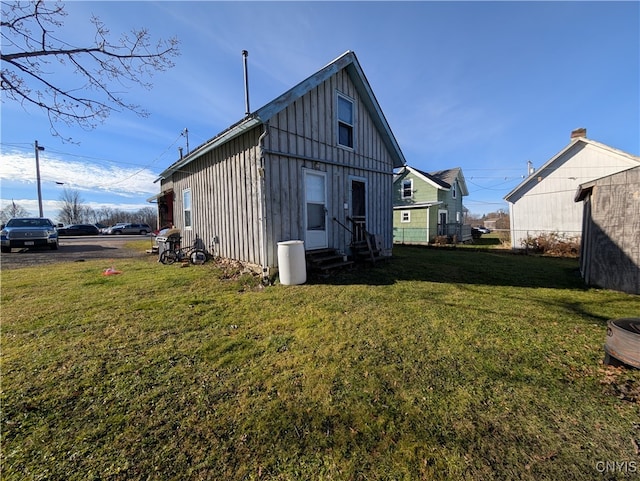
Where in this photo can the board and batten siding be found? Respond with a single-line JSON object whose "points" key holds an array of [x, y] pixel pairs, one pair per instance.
{"points": [[225, 198], [304, 136]]}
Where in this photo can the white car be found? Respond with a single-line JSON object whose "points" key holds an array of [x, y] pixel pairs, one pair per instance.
{"points": [[28, 232]]}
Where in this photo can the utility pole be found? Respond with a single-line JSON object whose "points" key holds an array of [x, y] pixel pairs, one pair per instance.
{"points": [[38, 149]]}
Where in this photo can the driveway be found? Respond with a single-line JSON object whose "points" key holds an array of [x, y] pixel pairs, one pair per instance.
{"points": [[74, 249]]}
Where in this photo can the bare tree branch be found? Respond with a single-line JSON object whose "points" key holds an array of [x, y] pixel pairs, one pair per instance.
{"points": [[30, 52]]}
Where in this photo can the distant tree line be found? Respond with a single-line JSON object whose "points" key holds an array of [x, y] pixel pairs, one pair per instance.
{"points": [[500, 219], [75, 211]]}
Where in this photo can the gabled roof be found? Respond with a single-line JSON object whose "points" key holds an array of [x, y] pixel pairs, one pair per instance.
{"points": [[441, 179], [586, 188], [347, 61], [555, 162]]}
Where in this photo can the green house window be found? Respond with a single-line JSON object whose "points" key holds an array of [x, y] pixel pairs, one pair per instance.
{"points": [[186, 206]]}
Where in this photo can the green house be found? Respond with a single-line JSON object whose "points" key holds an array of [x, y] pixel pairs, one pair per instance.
{"points": [[428, 206]]}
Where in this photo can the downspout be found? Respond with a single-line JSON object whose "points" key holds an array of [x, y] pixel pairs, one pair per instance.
{"points": [[263, 204]]}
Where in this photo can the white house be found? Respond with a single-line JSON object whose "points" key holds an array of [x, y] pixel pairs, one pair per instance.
{"points": [[314, 164], [544, 203]]}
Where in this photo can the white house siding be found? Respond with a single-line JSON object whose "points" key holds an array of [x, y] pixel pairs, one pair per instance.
{"points": [[225, 199], [546, 202], [303, 136]]}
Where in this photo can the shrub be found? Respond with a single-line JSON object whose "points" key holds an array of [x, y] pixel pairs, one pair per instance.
{"points": [[553, 244]]}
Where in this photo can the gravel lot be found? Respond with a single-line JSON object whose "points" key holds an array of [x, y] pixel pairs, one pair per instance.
{"points": [[73, 249]]}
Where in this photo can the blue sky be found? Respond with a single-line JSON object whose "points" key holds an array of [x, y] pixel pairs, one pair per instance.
{"points": [[485, 86]]}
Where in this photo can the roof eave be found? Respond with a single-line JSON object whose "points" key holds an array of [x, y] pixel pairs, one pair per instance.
{"points": [[223, 137]]}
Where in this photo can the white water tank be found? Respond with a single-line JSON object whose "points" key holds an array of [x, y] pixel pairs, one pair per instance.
{"points": [[292, 264]]}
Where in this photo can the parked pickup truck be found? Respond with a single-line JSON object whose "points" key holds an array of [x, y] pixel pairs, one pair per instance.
{"points": [[28, 232]]}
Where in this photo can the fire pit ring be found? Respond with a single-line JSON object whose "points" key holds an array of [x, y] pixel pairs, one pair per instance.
{"points": [[623, 342]]}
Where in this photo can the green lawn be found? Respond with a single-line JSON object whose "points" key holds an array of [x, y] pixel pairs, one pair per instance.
{"points": [[440, 364]]}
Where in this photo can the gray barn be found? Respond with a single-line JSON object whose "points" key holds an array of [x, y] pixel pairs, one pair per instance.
{"points": [[313, 161], [610, 252]]}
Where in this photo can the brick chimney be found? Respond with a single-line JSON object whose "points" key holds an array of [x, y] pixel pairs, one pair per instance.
{"points": [[579, 133]]}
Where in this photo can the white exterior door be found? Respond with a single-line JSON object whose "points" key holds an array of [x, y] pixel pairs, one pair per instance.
{"points": [[315, 188]]}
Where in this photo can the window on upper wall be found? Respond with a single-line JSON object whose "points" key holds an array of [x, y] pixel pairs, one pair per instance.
{"points": [[407, 188], [186, 206], [345, 122]]}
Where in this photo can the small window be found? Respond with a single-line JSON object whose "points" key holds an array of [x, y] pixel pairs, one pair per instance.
{"points": [[186, 205], [345, 122], [407, 188]]}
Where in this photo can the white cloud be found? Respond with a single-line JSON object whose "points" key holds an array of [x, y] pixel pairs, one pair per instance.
{"points": [[81, 175]]}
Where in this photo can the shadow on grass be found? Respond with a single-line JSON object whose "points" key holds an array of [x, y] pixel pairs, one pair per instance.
{"points": [[462, 266]]}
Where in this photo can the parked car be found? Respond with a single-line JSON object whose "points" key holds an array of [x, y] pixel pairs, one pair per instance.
{"points": [[28, 232], [79, 229], [126, 228]]}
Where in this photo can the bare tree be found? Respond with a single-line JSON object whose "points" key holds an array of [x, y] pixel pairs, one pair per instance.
{"points": [[12, 210], [30, 45]]}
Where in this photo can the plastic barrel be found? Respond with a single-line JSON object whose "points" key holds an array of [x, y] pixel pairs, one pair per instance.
{"points": [[292, 265]]}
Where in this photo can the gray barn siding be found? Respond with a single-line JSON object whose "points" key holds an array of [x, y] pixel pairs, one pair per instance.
{"points": [[610, 256], [306, 132], [231, 191]]}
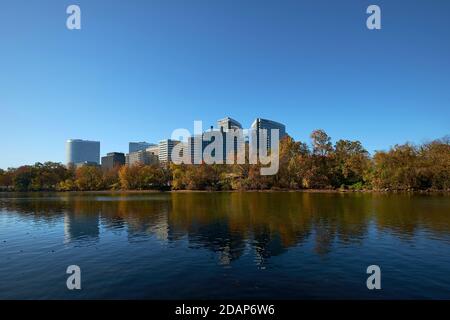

## WHAT THE TASK REQUIRES
Quote each line of the entries above that contains the word "tree".

## FULL RESPONSE
Where in this photo can the bare tree branch be found? Respond with a single-line JSON object whose "points" key holds an array of [x, y] pixel pairs, one pair per instance.
Where in this photo can the distant tree line be found? Respond with a single-line JSON object whose "points" key holds an array of [x, y] pixel pairs, one pair per instance.
Where in this photo can the bare tree be found? Respond with a single-line JSON object whose "points" key holds an array of [x, y] pixel pairs, one pair per instance.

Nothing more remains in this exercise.